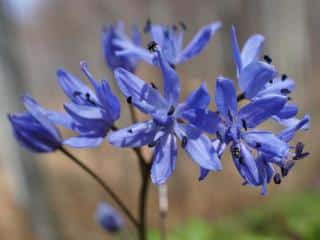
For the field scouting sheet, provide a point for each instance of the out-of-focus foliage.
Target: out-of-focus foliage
(295, 217)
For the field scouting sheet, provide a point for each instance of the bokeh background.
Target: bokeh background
(47, 197)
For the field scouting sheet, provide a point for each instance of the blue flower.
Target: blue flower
(170, 40)
(265, 162)
(117, 33)
(33, 129)
(235, 124)
(91, 114)
(169, 122)
(109, 218)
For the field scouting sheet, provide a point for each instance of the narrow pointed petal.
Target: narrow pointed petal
(252, 49)
(200, 40)
(246, 164)
(288, 133)
(136, 135)
(262, 109)
(266, 142)
(164, 161)
(254, 76)
(235, 50)
(225, 96)
(83, 142)
(288, 111)
(73, 87)
(171, 81)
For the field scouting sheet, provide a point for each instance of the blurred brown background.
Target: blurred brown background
(54, 198)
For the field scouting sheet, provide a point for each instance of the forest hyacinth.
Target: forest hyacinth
(204, 133)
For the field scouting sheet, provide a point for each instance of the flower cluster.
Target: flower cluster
(203, 133)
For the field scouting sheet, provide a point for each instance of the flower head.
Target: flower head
(170, 40)
(91, 113)
(109, 218)
(33, 129)
(170, 120)
(115, 33)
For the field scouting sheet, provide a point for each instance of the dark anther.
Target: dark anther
(183, 25)
(267, 59)
(76, 93)
(284, 77)
(147, 27)
(152, 144)
(152, 46)
(285, 91)
(153, 85)
(172, 65)
(184, 141)
(171, 110)
(236, 152)
(244, 124)
(129, 100)
(277, 178)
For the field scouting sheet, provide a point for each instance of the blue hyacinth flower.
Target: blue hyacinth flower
(116, 33)
(109, 218)
(33, 129)
(91, 113)
(237, 128)
(265, 162)
(170, 121)
(170, 40)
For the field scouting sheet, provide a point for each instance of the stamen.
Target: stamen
(285, 91)
(183, 25)
(171, 111)
(284, 77)
(129, 100)
(152, 46)
(153, 85)
(267, 59)
(184, 141)
(277, 178)
(244, 124)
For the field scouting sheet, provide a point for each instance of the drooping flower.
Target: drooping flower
(235, 125)
(109, 218)
(170, 121)
(112, 34)
(91, 114)
(170, 40)
(33, 129)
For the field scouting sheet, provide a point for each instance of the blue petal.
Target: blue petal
(39, 114)
(73, 87)
(262, 109)
(236, 50)
(254, 76)
(83, 141)
(200, 150)
(288, 133)
(266, 142)
(199, 42)
(171, 81)
(288, 111)
(164, 160)
(277, 86)
(246, 164)
(136, 135)
(252, 49)
(225, 96)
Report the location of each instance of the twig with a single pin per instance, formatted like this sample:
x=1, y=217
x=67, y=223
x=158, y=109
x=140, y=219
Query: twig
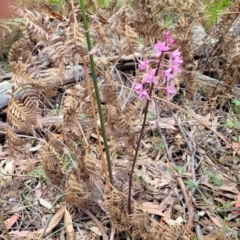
x=180, y=181
x=4, y=227
x=99, y=225
x=96, y=125
x=97, y=94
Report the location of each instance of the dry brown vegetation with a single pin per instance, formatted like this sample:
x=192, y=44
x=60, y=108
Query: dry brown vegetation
x=53, y=183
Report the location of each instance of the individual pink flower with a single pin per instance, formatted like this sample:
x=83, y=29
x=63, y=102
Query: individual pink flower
x=167, y=74
x=138, y=87
x=150, y=77
x=176, y=69
x=167, y=37
x=144, y=94
x=143, y=65
x=160, y=47
x=176, y=54
x=170, y=90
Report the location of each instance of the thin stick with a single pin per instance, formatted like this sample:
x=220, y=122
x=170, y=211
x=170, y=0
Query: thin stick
x=5, y=227
x=96, y=125
x=100, y=226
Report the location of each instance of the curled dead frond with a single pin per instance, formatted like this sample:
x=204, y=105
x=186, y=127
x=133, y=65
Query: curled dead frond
x=21, y=116
x=52, y=165
x=15, y=143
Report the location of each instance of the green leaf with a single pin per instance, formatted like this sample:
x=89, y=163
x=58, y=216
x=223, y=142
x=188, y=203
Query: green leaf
x=213, y=10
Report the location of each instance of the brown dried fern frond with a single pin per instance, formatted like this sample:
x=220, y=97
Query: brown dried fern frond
x=20, y=74
x=112, y=5
x=15, y=143
x=52, y=165
x=21, y=116
x=115, y=207
x=79, y=189
x=129, y=42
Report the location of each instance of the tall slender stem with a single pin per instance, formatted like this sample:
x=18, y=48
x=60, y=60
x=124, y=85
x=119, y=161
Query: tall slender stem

——————————

— Exercise goal —
Reproduce every line of the listing above without changes, from the line containing "the blue petal." down to the line containing "x=213, y=10", including both. Omit the pictures from your output.

— Written answer —
For the field scouting sheet, provide a point for each instance of the blue petal.
Target: blue petal
(39, 114)
(73, 87)
(262, 109)
(236, 50)
(254, 76)
(83, 141)
(200, 150)
(288, 133)
(266, 142)
(199, 42)
(171, 81)
(288, 111)
(164, 160)
(277, 86)
(246, 164)
(136, 135)
(252, 49)
(225, 96)
Report the location of each instance of the twig with a single pin per instance, formatted like this sample:
x=1, y=217
x=67, y=223
x=158, y=109
x=140, y=219
Query: twig
x=180, y=181
x=4, y=227
x=99, y=225
x=96, y=125
x=97, y=94
Report the location of each instance of the dry brown vegetation with a single pin per instance, formatted like this sample:
x=192, y=44
x=60, y=108
Query: dry brown vegetation
x=53, y=183
Report the location of each instance of the individual pink flower with a single pin per instance, formatted like this sample:
x=83, y=29
x=63, y=102
Query: individual pink flower
x=167, y=74
x=138, y=87
x=150, y=77
x=176, y=69
x=167, y=37
x=144, y=94
x=143, y=65
x=160, y=47
x=176, y=54
x=170, y=90
Report the location of each instance of the thin stick with a single pin per instance, formatted like this sample:
x=220, y=122
x=170, y=211
x=170, y=0
Query: thin stick
x=5, y=227
x=96, y=125
x=100, y=226
Report the location of each instance of the curled dead frond with a single pin per instance, formatted like this sample:
x=204, y=105
x=186, y=127
x=133, y=65
Query: curled dead frond
x=21, y=116
x=52, y=165
x=15, y=143
Report the location of each instance of the green leaf with a single pin per instance, formatted like this sample:
x=89, y=163
x=58, y=216
x=223, y=142
x=188, y=203
Query: green leaf
x=213, y=10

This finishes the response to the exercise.